[Stored data entries]

+++++

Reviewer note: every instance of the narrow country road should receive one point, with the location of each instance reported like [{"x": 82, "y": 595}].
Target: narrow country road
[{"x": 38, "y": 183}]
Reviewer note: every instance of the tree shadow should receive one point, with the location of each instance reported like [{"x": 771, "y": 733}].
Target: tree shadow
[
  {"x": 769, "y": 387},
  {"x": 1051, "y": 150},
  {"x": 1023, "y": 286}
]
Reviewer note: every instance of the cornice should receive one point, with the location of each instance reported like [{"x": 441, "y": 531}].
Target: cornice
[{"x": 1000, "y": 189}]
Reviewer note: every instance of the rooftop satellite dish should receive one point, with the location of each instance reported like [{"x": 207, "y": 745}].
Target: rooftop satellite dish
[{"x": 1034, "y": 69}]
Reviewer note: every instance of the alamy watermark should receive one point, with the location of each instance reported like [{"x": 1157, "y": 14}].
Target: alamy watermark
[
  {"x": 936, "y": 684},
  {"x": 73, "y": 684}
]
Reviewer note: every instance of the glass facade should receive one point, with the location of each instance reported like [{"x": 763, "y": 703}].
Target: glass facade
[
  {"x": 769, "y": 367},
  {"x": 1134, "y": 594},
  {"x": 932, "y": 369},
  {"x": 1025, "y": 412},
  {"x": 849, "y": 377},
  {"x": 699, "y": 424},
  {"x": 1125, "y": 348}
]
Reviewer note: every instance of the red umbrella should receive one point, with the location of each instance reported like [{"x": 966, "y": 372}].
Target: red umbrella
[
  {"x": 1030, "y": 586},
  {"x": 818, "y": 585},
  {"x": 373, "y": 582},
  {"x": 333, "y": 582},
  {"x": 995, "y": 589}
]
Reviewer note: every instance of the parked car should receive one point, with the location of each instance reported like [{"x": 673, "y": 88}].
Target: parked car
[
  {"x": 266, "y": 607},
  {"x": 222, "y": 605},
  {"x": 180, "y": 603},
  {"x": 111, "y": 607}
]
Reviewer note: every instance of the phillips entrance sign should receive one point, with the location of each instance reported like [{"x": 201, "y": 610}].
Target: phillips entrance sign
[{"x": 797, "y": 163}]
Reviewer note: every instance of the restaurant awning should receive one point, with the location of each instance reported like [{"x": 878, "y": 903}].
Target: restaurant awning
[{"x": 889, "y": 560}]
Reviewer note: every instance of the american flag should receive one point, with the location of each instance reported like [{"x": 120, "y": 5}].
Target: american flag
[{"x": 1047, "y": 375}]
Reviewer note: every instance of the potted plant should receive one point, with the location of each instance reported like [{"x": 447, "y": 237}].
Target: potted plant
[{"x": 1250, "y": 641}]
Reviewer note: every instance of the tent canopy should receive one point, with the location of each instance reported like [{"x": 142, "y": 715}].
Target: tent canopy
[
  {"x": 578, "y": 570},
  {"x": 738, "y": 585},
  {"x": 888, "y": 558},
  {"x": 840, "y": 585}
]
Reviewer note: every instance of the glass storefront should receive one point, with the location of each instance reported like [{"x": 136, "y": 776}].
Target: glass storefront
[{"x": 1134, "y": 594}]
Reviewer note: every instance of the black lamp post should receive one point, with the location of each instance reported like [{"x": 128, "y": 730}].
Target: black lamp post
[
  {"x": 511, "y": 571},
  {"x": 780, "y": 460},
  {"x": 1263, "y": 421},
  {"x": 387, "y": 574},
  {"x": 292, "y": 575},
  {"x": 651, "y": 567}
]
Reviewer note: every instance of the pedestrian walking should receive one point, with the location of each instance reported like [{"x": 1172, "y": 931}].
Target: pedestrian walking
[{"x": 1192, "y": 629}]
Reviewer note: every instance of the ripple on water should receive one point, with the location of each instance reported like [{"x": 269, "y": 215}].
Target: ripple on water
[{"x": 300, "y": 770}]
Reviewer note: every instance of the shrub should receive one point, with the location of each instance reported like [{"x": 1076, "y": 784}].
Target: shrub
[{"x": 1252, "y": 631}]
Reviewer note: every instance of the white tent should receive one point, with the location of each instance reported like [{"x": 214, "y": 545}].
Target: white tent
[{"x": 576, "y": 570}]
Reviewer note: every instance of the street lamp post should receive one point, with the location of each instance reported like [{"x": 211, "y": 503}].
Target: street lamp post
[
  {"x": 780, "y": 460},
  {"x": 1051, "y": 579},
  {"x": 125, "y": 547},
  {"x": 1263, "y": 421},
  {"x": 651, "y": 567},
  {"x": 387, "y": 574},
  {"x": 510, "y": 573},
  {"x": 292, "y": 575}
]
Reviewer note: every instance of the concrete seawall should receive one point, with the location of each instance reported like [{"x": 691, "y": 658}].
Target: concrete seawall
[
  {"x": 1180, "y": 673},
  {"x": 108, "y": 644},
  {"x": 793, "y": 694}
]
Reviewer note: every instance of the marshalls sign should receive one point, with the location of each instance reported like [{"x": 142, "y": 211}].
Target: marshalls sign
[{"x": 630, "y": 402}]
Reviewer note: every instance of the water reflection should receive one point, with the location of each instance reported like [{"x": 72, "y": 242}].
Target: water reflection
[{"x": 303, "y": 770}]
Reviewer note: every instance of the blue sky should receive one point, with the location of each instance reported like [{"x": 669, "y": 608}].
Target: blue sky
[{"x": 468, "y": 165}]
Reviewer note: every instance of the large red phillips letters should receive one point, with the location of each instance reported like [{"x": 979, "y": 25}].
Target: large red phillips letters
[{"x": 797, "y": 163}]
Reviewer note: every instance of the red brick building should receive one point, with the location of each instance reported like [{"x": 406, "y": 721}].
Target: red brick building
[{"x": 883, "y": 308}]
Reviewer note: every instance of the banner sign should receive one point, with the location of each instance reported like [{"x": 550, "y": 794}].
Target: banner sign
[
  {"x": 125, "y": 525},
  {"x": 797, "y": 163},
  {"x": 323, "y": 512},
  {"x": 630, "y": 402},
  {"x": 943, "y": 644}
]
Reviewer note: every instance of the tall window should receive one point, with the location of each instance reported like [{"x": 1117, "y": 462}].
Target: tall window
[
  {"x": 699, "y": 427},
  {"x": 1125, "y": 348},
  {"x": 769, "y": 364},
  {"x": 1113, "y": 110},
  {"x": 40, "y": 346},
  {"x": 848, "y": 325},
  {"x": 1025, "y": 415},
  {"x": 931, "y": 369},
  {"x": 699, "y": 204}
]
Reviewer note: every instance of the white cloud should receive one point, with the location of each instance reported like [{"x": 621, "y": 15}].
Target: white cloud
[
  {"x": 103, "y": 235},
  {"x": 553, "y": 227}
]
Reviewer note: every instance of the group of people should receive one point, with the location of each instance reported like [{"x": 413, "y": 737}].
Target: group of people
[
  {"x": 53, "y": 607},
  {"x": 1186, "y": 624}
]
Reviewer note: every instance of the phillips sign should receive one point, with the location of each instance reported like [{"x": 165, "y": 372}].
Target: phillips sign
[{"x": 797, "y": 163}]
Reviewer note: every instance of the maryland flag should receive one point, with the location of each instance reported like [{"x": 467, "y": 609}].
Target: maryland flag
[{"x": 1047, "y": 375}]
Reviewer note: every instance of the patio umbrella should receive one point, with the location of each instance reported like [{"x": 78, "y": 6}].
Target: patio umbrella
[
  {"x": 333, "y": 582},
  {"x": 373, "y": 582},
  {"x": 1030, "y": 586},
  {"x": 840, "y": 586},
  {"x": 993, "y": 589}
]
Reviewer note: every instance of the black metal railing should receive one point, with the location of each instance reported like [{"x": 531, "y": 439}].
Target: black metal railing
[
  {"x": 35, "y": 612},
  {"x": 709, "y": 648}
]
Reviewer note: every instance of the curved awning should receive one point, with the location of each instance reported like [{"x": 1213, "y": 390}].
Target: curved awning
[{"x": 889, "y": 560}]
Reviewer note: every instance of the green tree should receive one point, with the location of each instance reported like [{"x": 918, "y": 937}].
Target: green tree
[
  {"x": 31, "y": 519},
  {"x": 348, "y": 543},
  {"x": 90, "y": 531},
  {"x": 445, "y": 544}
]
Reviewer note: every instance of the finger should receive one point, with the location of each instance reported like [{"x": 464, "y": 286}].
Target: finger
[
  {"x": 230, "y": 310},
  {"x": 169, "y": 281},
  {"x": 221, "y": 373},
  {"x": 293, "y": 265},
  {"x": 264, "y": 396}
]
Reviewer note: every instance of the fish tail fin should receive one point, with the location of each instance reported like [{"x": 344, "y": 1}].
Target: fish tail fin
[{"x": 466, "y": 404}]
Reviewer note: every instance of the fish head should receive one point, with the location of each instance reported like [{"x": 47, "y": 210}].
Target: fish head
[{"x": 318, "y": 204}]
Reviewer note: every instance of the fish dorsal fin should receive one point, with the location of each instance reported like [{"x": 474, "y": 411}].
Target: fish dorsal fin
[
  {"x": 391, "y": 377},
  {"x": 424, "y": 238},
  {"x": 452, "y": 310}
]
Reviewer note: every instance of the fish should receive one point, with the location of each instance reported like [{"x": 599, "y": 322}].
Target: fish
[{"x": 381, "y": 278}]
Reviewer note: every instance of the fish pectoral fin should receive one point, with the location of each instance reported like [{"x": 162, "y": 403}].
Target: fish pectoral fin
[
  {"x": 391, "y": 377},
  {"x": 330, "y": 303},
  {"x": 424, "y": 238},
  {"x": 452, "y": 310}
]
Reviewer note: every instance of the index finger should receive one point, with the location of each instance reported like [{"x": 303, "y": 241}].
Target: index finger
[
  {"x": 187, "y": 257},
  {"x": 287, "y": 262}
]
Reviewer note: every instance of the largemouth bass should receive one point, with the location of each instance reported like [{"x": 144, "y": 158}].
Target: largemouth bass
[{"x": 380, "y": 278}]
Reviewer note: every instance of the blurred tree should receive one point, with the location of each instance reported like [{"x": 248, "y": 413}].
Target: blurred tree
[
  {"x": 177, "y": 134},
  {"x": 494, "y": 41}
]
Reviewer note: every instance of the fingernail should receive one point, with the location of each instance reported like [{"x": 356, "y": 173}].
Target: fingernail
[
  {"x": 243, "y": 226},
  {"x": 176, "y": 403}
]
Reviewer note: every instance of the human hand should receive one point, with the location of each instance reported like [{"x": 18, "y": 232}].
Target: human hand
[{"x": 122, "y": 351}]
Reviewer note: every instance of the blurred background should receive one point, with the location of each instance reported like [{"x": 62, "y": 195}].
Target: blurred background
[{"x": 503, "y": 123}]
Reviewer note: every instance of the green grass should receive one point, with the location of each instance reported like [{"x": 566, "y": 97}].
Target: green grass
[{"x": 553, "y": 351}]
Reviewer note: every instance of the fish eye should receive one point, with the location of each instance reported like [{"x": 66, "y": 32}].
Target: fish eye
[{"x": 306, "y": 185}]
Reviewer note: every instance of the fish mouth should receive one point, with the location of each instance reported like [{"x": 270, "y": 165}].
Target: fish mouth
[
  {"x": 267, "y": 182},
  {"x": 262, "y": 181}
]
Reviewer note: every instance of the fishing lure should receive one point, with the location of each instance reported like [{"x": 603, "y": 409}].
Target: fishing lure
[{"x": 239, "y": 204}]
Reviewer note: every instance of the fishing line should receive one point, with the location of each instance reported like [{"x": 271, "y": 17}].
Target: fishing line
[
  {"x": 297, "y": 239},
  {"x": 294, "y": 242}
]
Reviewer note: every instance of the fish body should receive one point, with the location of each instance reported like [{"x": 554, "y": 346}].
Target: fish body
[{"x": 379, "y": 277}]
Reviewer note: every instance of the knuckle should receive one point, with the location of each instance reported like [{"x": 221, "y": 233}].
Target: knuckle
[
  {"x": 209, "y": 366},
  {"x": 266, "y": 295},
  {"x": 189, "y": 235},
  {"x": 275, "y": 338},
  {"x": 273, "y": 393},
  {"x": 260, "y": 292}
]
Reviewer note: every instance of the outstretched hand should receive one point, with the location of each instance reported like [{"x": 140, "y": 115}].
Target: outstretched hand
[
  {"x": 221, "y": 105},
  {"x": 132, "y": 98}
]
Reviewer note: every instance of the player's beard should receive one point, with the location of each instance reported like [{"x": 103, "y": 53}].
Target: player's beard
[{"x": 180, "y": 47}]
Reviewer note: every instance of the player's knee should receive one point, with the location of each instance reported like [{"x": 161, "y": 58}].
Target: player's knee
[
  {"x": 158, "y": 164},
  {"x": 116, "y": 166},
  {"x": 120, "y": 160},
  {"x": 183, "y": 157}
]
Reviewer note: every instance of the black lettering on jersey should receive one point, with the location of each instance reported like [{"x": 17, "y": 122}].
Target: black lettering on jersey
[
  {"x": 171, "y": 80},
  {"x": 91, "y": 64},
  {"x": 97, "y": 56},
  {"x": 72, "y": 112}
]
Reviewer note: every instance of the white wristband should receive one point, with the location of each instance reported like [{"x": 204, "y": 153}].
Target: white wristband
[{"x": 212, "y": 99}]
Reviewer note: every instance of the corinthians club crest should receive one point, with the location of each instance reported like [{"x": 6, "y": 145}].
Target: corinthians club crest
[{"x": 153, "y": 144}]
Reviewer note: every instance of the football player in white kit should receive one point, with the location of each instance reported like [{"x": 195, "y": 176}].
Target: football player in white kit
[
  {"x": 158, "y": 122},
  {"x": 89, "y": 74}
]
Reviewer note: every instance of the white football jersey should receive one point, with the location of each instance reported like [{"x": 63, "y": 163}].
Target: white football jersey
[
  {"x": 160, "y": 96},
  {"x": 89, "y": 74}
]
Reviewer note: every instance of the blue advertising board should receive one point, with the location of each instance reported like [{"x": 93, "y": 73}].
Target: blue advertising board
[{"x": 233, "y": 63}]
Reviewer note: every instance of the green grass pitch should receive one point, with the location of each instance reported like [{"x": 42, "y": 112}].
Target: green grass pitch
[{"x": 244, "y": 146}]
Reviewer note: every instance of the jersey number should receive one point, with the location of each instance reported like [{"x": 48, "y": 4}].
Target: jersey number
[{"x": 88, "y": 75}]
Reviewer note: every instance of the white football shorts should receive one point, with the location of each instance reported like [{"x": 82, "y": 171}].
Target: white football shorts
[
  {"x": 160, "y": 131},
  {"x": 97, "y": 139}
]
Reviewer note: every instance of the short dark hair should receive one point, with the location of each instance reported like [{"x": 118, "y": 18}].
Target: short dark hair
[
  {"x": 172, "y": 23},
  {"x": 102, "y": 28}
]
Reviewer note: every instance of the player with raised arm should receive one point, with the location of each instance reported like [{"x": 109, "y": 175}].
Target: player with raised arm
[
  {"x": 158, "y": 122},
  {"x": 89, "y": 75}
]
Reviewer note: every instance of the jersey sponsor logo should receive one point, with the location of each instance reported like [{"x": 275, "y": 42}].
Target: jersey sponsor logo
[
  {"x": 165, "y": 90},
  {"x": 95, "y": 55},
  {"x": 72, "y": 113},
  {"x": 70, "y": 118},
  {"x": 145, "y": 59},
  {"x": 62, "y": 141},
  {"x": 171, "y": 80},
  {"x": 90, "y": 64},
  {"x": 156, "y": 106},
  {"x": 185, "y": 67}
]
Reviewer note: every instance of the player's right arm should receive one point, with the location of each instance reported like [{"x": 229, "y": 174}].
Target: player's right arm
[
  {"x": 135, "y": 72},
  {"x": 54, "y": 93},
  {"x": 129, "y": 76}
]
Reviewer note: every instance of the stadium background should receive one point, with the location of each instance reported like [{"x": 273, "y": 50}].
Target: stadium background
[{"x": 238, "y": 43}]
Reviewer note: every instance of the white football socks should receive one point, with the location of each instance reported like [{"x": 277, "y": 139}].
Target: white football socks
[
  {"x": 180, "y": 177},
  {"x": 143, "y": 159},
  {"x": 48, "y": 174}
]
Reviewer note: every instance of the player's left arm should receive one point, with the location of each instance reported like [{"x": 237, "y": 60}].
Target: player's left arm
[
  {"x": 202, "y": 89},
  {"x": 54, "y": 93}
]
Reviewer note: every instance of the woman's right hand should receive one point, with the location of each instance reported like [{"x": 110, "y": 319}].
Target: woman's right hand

+++++

Only one stretch of the entries above is wanted: the lines from the one containing "Target: blurred tree" through the one containing "Reviewer note: every instance of the fish mouth". Please reproduce it exactly.

■ Completed task ■
Target: blurred tree
[
  {"x": 177, "y": 134},
  {"x": 494, "y": 41}
]
Reviewer note: every instance of the fingernail should receive one point, with the location of each instance reported like [{"x": 356, "y": 173}].
Target: fingernail
[
  {"x": 243, "y": 226},
  {"x": 176, "y": 403}
]
Reviewer note: every instance of the human hand should receive one point, with the location of each instance reported like [{"x": 18, "y": 232}].
Target: human hand
[{"x": 122, "y": 351}]
Reviewer note: every instance of the blurred background should receive one point, with the location of each instance reported like [{"x": 62, "y": 195}].
Target: blurred background
[{"x": 503, "y": 123}]
Reviewer note: every instance of the green grass should receive one point, with the location of each instance reported like [{"x": 566, "y": 97}].
Target: green grass
[{"x": 553, "y": 351}]
Reviewer note: every instance of the fish eye should receive one point, with the location of each instance reported like [{"x": 66, "y": 32}].
Target: fish eye
[{"x": 306, "y": 185}]
Reviewer note: every instance of the fish mouth should receive one point, with the location of each instance reported like [{"x": 270, "y": 165}].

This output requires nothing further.